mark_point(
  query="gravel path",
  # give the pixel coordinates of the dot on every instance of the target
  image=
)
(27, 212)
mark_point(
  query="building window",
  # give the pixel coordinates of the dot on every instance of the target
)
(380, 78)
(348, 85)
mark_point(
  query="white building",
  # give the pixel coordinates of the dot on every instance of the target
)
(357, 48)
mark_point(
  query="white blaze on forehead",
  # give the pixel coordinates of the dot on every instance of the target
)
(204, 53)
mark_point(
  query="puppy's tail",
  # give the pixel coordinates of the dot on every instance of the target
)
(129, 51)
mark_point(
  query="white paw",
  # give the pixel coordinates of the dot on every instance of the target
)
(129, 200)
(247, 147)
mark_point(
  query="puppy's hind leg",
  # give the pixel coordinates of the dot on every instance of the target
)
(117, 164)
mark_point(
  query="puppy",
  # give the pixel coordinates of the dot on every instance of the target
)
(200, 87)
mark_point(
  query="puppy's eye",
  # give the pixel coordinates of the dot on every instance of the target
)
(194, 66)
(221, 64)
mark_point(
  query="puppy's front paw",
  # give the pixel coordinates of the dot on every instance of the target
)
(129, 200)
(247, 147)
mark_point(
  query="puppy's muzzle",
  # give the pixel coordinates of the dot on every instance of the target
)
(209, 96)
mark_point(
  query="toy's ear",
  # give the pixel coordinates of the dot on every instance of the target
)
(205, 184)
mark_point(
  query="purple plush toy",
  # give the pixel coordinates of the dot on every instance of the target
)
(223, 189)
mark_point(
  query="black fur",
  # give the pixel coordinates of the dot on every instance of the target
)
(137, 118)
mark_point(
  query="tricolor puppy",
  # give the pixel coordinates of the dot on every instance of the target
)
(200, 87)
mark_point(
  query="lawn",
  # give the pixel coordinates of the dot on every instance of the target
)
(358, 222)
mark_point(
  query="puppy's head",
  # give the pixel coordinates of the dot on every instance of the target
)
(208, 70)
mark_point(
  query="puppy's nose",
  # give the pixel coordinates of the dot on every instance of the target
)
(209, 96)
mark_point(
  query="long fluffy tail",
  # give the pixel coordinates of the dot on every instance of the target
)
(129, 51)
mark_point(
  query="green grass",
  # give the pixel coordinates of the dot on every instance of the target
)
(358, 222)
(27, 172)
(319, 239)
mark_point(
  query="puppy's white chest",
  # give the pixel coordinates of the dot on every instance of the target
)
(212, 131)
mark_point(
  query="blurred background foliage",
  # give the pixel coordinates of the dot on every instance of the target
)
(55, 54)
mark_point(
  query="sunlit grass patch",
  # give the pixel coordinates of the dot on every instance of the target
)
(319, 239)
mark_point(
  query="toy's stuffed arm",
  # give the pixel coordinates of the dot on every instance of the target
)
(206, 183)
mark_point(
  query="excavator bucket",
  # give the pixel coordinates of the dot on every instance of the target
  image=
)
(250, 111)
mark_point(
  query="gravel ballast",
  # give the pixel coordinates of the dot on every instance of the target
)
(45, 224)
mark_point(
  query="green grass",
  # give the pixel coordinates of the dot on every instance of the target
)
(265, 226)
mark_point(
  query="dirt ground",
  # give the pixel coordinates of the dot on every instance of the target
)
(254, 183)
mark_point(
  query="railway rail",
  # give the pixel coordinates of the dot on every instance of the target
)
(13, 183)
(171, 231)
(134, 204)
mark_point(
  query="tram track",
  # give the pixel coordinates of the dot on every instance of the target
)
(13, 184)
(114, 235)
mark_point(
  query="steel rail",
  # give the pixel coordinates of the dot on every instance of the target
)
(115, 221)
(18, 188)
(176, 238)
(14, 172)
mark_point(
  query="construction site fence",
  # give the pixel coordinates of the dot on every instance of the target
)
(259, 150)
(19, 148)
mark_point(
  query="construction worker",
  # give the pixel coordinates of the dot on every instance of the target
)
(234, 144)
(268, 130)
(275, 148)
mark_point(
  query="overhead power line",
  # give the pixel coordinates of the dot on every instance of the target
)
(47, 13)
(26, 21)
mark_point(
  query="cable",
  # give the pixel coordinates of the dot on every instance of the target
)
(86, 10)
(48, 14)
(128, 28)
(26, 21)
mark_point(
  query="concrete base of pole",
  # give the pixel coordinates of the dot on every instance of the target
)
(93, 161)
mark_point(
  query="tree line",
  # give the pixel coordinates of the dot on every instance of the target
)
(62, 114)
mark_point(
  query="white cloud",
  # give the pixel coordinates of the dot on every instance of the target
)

## What is asked
Tally the lines in the data above that contain the word "gravel", and reply with the number alone.

## Solution below
2